* **Given passage**
Veteran’s Court in Albuquerque, New Mexico.

Every year thousands of Americans serve their country in the armed forces and eventually return home to discover a society that expects these same men and women to heal the mental and emotional scars developed during combat without disrupting the fabric of society.

The high number of veterans that return home to ultimately find themselves caught in the gears of the judicial system is a topic that hits particularly close to home.  You see, four generations of my family have served our country in the armed forces.  My great grandpa – Demetrio Sanchez – served in WWI.  My grandpa – Bernal Sanchez – served in WWII.  My father – Daniel Sanchez – served in Vietnam.  My brother – Andrew Sanchez – is presently stationed in Washington and served in Afghanistan.

The harsh reality is that American veterans are having a difficult time readjusting to civilian life.  According to The Economist: “Unemployment among veterans who have served since 2001 is higher than for non-veterans.  Veterans make up 20% of all suicides.  Nearly a fifth of the homeless population are veterans, and substance abuse is pervasive.”  Additionally, an estimated one in five veterans of the current war show signs of mental health issues.  A 2008 study revealed that almost 20% of Irag and Afghanistan veterans reported symptoms of PTSD or major depression.  VA studies also illustrate that PTSD victims typically exhibit more aggressive behavior than non-sufferers, a fact that can lead to criminal behavior.

In response to the growing epidemic an alternative to traditional court – Veteran Courts – have emerged across the country as a form of therapeutic and collaborative justice, providing substance abuse and mental health treatment to returning veterans in lieu of traditional incarceration.

The first veteran’s court opened in Buffalo, New York in 2008.  In Veteran’s Court substance abuse and/or mental health treatments are offered as an alternative to incarceration, and veteran mentors assist returning veterans with the difficult transition from combat to civilian life.  Upon successful completion the offender can ultimately walk away with a clean criminal record.

* **Goal of the exercise**
Quote the entire passage above about Veteran's Court in Albuquerque, New Mexico, word for word.

* **Collected data**

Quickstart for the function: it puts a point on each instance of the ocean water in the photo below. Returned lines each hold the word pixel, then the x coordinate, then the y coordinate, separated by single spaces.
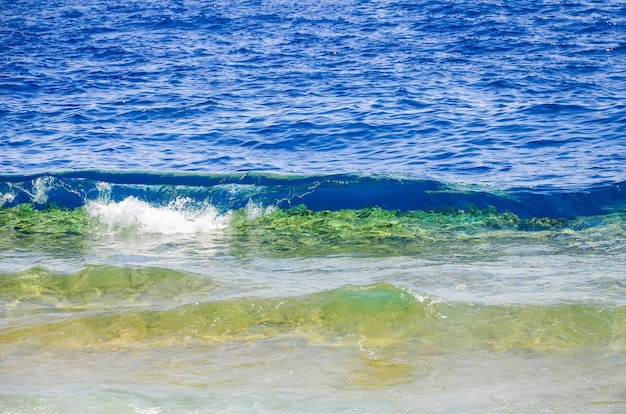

* **Reply**
Veteran’s Court in Albuquerque, New Mexico.

Every year thousands of Americans serve their country in the armed forces and eventually return home to discover a society that expects these same men and women to heal the mental and emotional scars developed during combat without disrupting the fabric of society.

The high number of veterans that return home to ultimately find themselves caught in the gears of the judicial system is a topic that hits particularly close to home.  You see, four generations of my family have served our country in the armed forces.  My great grandpa – Demetrio Sanchez – served in WWI.  My grandpa – Bernal Sanchez – served in WWII.  My father – Daniel Sanchez – served in Vietnam.  My brother – Andrew Sanchez – is presently stationed in Washington and served in Afghanistan.

The harsh reality is that American veterans are having a difficult time readjusting to civilian life.  According to The Economist: “Unemployment among veterans who have served since 2001 is higher than for non-veterans.  Veterans make up 20% of all suicides.  Nearly a fifth of the homeless population are veterans, and substance abuse is pervasive.”  Additionally, an estimated one in five veterans of the current war show signs of mental health issues.  A 2008 study revealed that almost 20% of Irag and Afghanistan veterans reported symptoms of PTSD or major depression.  VA studies also illustrate that PTSD victims typically exhibit more aggressive behavior than non-sufferers, a fact that can lead to criminal behavior.

In response to the growing epidemic an alternative to traditional court – Veteran Courts – have emerged across the country as a form of therapeutic and collaborative justice, providing substance abuse and mental health treatment to returning veterans in lieu of traditional incarceration.

The first veteran’s court opened in Buffalo, New York in 2008.  In Veteran’s Court substance abuse and/or mental health treatments are offered as an alternative to incarceration, and veteran mentors assist returning veterans with the difficult transition from combat to civilian life.  Upon successful completion the offender can ultimately walk away with a clean criminal record.